Required work – Your reply should restate the lines from the top of the entries through the line containing "Sports-analytics tagging: mark the white window" word for word, with no pictures.

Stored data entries
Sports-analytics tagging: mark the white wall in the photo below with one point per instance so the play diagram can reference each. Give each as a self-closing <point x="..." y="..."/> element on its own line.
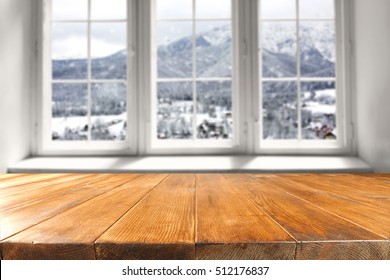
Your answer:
<point x="16" y="50"/>
<point x="372" y="35"/>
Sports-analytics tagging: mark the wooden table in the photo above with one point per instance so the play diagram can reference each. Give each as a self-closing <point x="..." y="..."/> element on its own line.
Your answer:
<point x="195" y="216"/>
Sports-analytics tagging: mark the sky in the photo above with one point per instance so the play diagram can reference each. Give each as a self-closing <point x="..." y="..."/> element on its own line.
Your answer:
<point x="70" y="39"/>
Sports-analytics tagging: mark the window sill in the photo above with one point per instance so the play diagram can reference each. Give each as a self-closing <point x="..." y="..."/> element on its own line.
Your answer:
<point x="245" y="164"/>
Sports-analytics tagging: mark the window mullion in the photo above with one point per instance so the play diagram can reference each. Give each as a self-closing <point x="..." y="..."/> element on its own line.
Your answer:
<point x="194" y="93"/>
<point x="299" y="111"/>
<point x="89" y="76"/>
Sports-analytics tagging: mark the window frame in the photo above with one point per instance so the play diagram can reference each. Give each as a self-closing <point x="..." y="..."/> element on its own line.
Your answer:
<point x="246" y="92"/>
<point x="342" y="145"/>
<point x="45" y="144"/>
<point x="148" y="61"/>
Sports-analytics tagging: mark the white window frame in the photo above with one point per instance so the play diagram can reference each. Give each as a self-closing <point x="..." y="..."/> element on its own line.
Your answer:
<point x="141" y="89"/>
<point x="47" y="146"/>
<point x="342" y="145"/>
<point x="152" y="145"/>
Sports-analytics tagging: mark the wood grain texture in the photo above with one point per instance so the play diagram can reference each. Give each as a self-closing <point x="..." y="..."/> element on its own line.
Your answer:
<point x="34" y="195"/>
<point x="9" y="176"/>
<point x="352" y="250"/>
<point x="28" y="251"/>
<point x="225" y="216"/>
<point x="20" y="218"/>
<point x="160" y="225"/>
<point x="58" y="236"/>
<point x="188" y="216"/>
<point x="375" y="219"/>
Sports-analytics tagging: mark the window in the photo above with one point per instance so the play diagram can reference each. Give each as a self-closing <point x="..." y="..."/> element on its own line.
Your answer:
<point x="193" y="76"/>
<point x="89" y="84"/>
<point x="299" y="74"/>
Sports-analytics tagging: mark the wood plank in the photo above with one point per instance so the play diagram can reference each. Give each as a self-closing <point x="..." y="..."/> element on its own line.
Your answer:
<point x="7" y="176"/>
<point x="28" y="178"/>
<point x="21" y="218"/>
<point x="35" y="195"/>
<point x="64" y="237"/>
<point x="229" y="226"/>
<point x="161" y="226"/>
<point x="309" y="224"/>
<point x="358" y="189"/>
<point x="17" y="190"/>
<point x="345" y="185"/>
<point x="354" y="250"/>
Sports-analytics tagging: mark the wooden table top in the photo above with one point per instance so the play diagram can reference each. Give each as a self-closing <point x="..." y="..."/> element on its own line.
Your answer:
<point x="195" y="216"/>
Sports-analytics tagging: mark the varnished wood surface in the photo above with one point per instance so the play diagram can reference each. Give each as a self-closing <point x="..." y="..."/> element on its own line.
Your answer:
<point x="195" y="216"/>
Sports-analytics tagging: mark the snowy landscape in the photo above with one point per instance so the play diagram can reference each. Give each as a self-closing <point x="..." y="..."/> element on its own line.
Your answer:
<point x="211" y="118"/>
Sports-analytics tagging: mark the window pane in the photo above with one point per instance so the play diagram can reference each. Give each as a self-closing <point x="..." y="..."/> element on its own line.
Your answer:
<point x="280" y="110"/>
<point x="279" y="49"/>
<point x="213" y="8"/>
<point x="316" y="9"/>
<point x="214" y="110"/>
<point x="174" y="9"/>
<point x="318" y="49"/>
<point x="69" y="112"/>
<point x="70" y="9"/>
<point x="282" y="9"/>
<point x="69" y="50"/>
<point x="113" y="9"/>
<point x="214" y="49"/>
<point x="175" y="110"/>
<point x="174" y="52"/>
<point x="109" y="111"/>
<point x="319" y="110"/>
<point x="108" y="50"/>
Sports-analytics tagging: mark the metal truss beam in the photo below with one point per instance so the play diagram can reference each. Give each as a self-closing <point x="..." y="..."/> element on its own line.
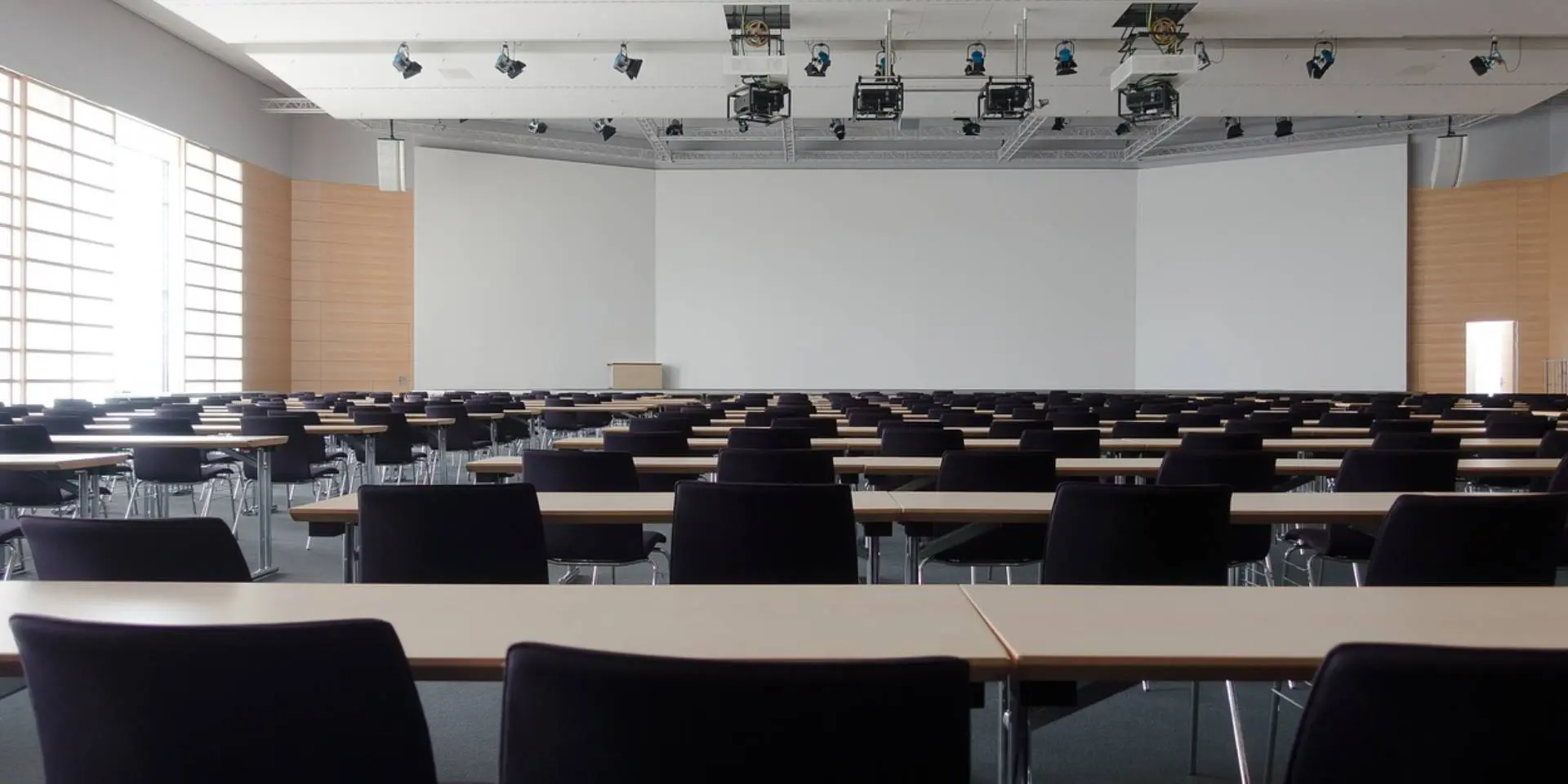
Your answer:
<point x="1148" y="141"/>
<point x="654" y="140"/>
<point x="1019" y="137"/>
<point x="291" y="107"/>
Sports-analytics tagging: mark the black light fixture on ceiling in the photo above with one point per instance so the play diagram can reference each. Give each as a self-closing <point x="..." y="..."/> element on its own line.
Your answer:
<point x="507" y="65"/>
<point x="1065" y="65"/>
<point x="1484" y="65"/>
<point x="627" y="65"/>
<point x="403" y="63"/>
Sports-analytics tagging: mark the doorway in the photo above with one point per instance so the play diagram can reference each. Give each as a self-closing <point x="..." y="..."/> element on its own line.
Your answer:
<point x="1491" y="358"/>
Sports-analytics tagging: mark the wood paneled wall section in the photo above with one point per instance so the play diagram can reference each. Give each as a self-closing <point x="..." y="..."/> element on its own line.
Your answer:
<point x="267" y="300"/>
<point x="352" y="287"/>
<point x="1487" y="252"/>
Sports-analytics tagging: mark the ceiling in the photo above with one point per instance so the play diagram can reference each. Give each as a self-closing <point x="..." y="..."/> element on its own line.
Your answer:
<point x="1394" y="65"/>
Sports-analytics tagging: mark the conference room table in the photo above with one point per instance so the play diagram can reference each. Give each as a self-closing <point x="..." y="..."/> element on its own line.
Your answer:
<point x="871" y="444"/>
<point x="255" y="451"/>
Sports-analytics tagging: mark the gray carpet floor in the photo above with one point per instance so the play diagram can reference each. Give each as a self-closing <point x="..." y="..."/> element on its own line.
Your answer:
<point x="1136" y="737"/>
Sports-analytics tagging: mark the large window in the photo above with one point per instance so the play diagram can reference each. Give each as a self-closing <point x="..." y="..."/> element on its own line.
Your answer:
<point x="117" y="274"/>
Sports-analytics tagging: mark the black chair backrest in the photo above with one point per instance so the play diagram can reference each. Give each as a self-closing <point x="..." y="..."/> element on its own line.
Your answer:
<point x="1062" y="443"/>
<point x="172" y="549"/>
<point x="768" y="438"/>
<point x="1137" y="535"/>
<point x="777" y="466"/>
<point x="819" y="717"/>
<point x="1479" y="538"/>
<point x="1222" y="441"/>
<point x="763" y="533"/>
<point x="194" y="693"/>
<point x="1397" y="470"/>
<point x="1413" y="441"/>
<point x="1237" y="470"/>
<point x="1375" y="717"/>
<point x="451" y="533"/>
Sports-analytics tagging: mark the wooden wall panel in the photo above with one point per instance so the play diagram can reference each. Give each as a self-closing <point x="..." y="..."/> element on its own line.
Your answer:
<point x="267" y="252"/>
<point x="352" y="295"/>
<point x="1487" y="252"/>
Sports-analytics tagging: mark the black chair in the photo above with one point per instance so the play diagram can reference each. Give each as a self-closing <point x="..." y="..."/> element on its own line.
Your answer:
<point x="736" y="533"/>
<point x="187" y="705"/>
<point x="1372" y="470"/>
<point x="767" y="438"/>
<point x="1062" y="443"/>
<point x="777" y="466"/>
<point x="1242" y="470"/>
<point x="170" y="549"/>
<point x="1396" y="712"/>
<point x="451" y="533"/>
<point x="894" y="720"/>
<point x="990" y="472"/>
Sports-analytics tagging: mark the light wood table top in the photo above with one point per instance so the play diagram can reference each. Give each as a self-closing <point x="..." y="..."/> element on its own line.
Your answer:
<point x="61" y="461"/>
<point x="461" y="632"/>
<point x="1065" y="466"/>
<point x="126" y="439"/>
<point x="1249" y="634"/>
<point x="595" y="507"/>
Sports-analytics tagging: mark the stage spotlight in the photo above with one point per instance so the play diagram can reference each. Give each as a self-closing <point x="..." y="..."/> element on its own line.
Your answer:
<point x="1065" y="65"/>
<point x="403" y="63"/>
<point x="821" y="59"/>
<point x="1484" y="65"/>
<point x="507" y="65"/>
<point x="627" y="65"/>
<point x="974" y="61"/>
<point x="1322" y="59"/>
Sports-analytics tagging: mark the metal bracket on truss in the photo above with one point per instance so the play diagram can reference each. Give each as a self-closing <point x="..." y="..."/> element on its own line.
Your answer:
<point x="654" y="140"/>
<point x="291" y="107"/>
<point x="1152" y="140"/>
<point x="1021" y="136"/>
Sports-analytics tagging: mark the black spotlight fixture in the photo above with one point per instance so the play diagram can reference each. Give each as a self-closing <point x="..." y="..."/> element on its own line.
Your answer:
<point x="627" y="65"/>
<point x="974" y="60"/>
<point x="1065" y="65"/>
<point x="403" y="63"/>
<point x="1484" y="65"/>
<point x="821" y="59"/>
<point x="507" y="65"/>
<point x="1322" y="59"/>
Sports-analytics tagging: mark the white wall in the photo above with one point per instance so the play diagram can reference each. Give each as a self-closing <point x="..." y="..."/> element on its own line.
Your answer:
<point x="105" y="54"/>
<point x="529" y="274"/>
<point x="896" y="278"/>
<point x="1274" y="274"/>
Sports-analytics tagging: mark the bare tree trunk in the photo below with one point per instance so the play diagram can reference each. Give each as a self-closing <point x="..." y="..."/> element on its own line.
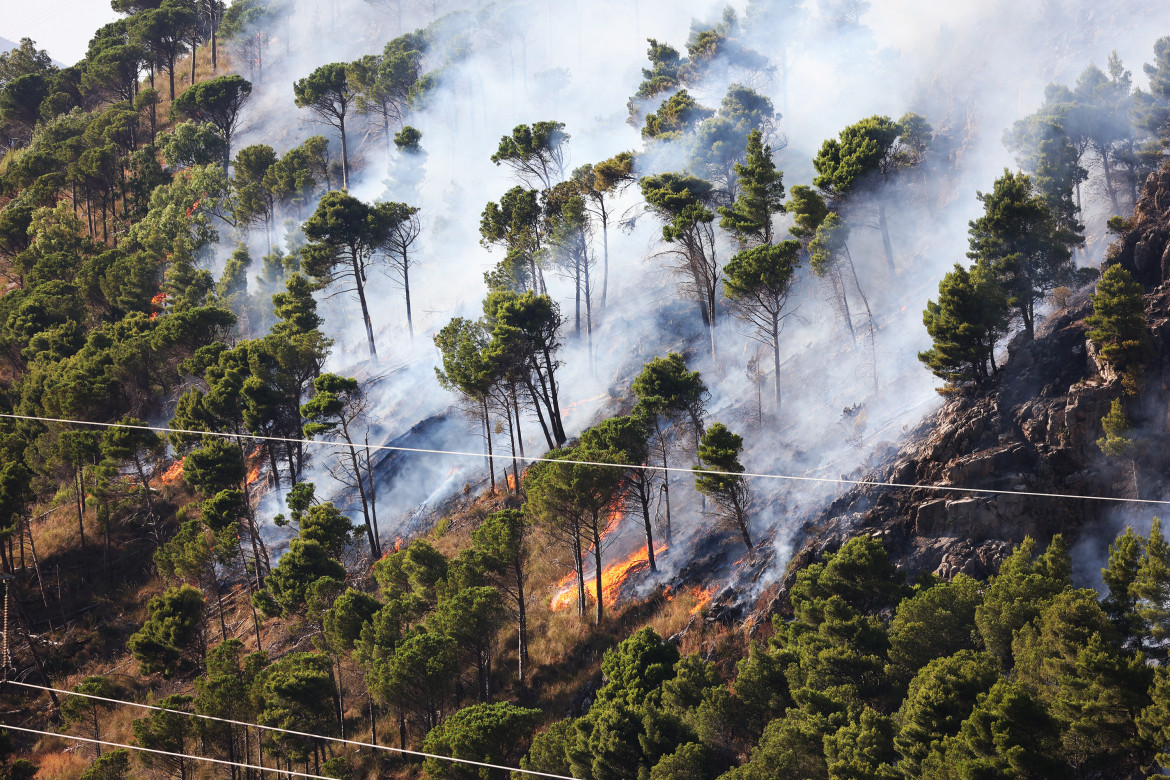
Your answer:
<point x="487" y="442"/>
<point x="885" y="235"/>
<point x="597" y="567"/>
<point x="365" y="309"/>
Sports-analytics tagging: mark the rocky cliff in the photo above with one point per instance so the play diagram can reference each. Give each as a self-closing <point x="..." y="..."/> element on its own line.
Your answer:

Solution –
Sports-analytics tagging: mark the white wall in the photo below with one point per instance so the play diagram can reference each. Give each as a self-closing <point x="..." y="..."/> element on its own line.
Your answer:
<point x="16" y="50"/>
<point x="372" y="35"/>
Sports-analytics tagging: mark the wooden table in the photo above with one point per instance so the play diagram can reference each. Give each as a self-closing <point x="..." y="..."/> element on its own line.
Your answer:
<point x="195" y="216"/>
Sports-analytics tagging: mark the sky in the photo above with one point per instance so the play diagram can reference each. Give each as a self-closing <point x="..." y="..."/> element on its own line.
Your answer:
<point x="70" y="39"/>
Sports-analytics tagging: mark the window sill in the photo above with one point per instance so the play diagram can reference each. Give each as a self-closing <point x="..." y="..."/> element on its own line.
Your answer:
<point x="245" y="164"/>
Sports-analytics tagging: mark the window mullion in the photo above with one point per instance so the play diagram can reference each. Give each as a self-closing <point x="..." y="..."/> element on its own line.
Your answer:
<point x="194" y="93"/>
<point x="299" y="111"/>
<point x="89" y="76"/>
Sports-analytics tagging: mark the window frame in the photo above with one point per instance so the play diagram can reference each. Give each as a self-closing <point x="..." y="..."/> element on its own line.
Your answer:
<point x="246" y="92"/>
<point x="342" y="145"/>
<point x="45" y="144"/>
<point x="148" y="61"/>
Sports-analytics tagging: mark the white window frame in the photo above with one point per instance so the play diagram can reference each. Give each as a self-closing <point x="..." y="..."/> element on its own line.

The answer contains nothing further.